>> start Passage

# Bus from San Miguel de Allende to Austin



## tochtitlan23 (Jun 26, 2013)

I have an appointment with the VA in January - Omnibus has a service from SMA to Austin, but since I have a scheduled appointment, I am concerned about getting hung-up at the border with immigration etc. and missing my appointment.

Has anyone had experience using a bus service that crosses the border. I was thinking that taking the bus to Laredo, turning-in my FMM, crossing on foot and renting a car would be a better option.

Thanks, Mark S


----------



## WomanOnTheGo (Dec 12, 2013)

tochtitlan23 said:


> I have an appointment with the VA in January - Omnibus has a service from SMA to Austin, but since I have a scheduled appointment, I am concerned about getting hung-up at the border with immigration etc. and missing my appointment.
> 
> Has anyone had experience using a bus service that crosses the border. I was thinking that taking the bus to Laredo, turning-in my FMM, crossing on foot and renting a car would be a better option.
> 
> Thanks, Mark S


I've crossed the border from Juarez to El Paso by bus in early 2009. It took a long time (maybe 2 or 3 hours) in the lineup. My feeling was that the El Paso border staff (USA-side) were quite unprofessional in their demeanor and speech, but that's neither here nor there, I suppose (they let me through without any problems). 

If it's important to be there on time, I would try for the night before, for sure.


----------



## TundraGreen (Jul 15, 2010)

tochtitlan23 said:


> I have an appointment with the VA in January - Omnibus has a service from SMA to Austin, but since I have a scheduled appointment, I am concerned about getting hung-up at the border with immigration etc. and missing my appointment.

>> end Passage
>> start Record extracts

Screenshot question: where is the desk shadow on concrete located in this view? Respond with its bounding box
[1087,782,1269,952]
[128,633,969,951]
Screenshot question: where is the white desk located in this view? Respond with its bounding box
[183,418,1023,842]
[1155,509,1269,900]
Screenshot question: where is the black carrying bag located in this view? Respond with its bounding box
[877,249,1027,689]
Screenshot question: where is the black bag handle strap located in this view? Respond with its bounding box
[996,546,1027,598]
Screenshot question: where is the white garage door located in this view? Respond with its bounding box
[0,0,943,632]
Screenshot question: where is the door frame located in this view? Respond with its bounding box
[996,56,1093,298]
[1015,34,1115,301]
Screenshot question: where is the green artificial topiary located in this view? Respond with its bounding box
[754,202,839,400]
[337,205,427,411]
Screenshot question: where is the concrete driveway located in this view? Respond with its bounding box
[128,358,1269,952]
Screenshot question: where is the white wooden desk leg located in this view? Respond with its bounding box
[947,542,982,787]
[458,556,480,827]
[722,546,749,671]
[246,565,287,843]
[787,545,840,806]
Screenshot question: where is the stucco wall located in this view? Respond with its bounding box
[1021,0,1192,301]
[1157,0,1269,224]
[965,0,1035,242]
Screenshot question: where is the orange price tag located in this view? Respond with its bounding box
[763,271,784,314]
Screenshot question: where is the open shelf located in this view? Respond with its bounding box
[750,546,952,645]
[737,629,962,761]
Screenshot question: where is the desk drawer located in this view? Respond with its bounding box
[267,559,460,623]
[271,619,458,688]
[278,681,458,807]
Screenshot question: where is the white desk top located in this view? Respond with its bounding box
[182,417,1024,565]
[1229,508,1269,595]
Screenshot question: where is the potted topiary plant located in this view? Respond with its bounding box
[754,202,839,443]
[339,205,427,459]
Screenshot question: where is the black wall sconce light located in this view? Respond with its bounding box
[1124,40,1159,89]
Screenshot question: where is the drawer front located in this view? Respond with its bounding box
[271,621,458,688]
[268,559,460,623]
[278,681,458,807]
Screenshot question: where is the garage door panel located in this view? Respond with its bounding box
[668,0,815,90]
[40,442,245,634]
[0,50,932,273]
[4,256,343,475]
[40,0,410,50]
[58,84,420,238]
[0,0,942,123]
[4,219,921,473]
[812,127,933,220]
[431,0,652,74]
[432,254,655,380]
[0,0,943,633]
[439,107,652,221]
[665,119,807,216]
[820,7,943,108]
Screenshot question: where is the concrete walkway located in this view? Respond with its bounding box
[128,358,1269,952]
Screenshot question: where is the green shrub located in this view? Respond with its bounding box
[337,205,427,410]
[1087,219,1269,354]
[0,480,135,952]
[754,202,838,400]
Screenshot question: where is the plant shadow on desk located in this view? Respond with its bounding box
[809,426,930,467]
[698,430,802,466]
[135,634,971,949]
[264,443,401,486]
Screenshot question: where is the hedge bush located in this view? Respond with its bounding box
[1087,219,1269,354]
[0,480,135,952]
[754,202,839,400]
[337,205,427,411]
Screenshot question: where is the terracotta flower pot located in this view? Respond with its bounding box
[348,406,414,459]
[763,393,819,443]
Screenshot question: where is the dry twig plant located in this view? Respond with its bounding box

>> end Record extracts

Please repeat everything in the San Miguel bus thread from "I've crossed the" down to "(Jul 15, 2010)", changing "lineup" to "queue".

# Output below
I've crossed the border from Juarez to El Paso by bus in early 2009. It took a long time (maybe 2 or 3 hours) in the queue. My feeling was that the El Paso border staff (USA-side) were quite unprofessional in their demeanor and speech, but that's neither here nor there, I suppose (they let me through without any problems). 

If it's important to be there on time, I would try for the night before, for sure.


----------



## TundraGreen (Jul 15, 2010)